(The data begins)

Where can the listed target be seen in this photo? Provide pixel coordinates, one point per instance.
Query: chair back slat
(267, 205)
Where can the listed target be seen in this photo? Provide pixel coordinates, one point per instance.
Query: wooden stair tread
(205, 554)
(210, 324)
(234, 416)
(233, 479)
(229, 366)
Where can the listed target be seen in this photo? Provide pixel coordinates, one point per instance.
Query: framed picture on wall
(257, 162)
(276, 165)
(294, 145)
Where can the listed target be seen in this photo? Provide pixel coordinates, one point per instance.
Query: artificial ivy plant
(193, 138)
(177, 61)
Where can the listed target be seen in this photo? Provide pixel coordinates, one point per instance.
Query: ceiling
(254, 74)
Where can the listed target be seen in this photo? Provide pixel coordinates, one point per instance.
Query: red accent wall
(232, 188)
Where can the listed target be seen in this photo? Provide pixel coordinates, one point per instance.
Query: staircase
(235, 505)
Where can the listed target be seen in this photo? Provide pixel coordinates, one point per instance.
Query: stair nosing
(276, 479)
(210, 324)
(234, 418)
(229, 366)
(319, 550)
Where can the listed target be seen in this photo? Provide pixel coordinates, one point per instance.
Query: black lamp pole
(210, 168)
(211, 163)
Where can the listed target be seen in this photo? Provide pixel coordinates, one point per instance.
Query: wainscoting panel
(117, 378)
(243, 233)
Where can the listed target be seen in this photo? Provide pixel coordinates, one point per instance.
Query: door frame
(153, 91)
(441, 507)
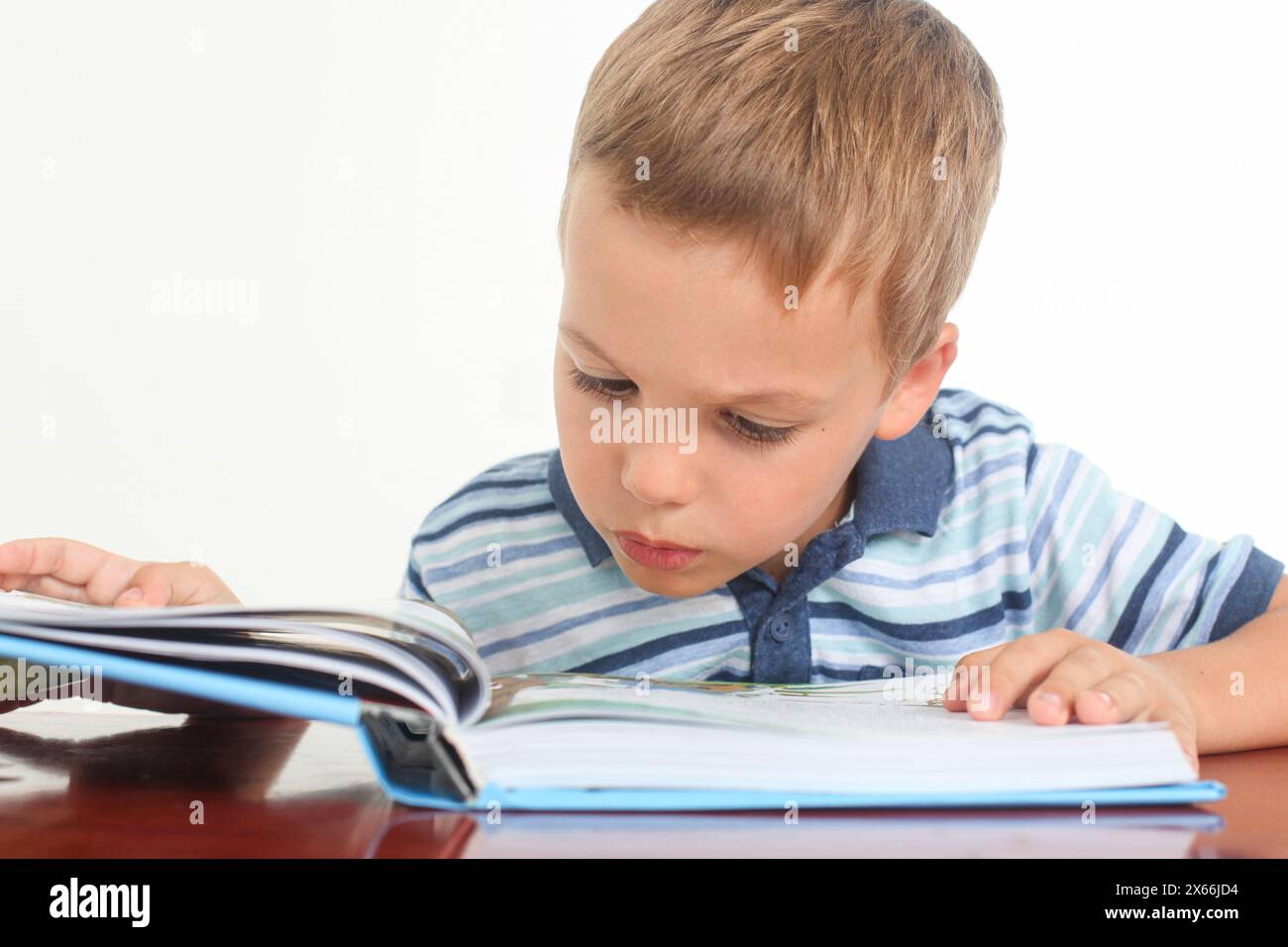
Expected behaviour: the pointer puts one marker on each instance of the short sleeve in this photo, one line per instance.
(1115, 569)
(413, 581)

(The data ends)

Work order: Could you write out, word for word, the lines from the one containing "Query: wainscoting panel" through the last line of the records, leaving out the pictures?

Task response:
Query: wainscoting panel
(117, 378)
(243, 233)
Where can the listed target be seen in this photo? Provide pixel coordinates, one point per instance.
Query: door frame
(153, 91)
(441, 507)
Expected behaviour: the pointer puts one marker on each instance of the short sleeve in this photo, one line per instance.
(1115, 569)
(413, 581)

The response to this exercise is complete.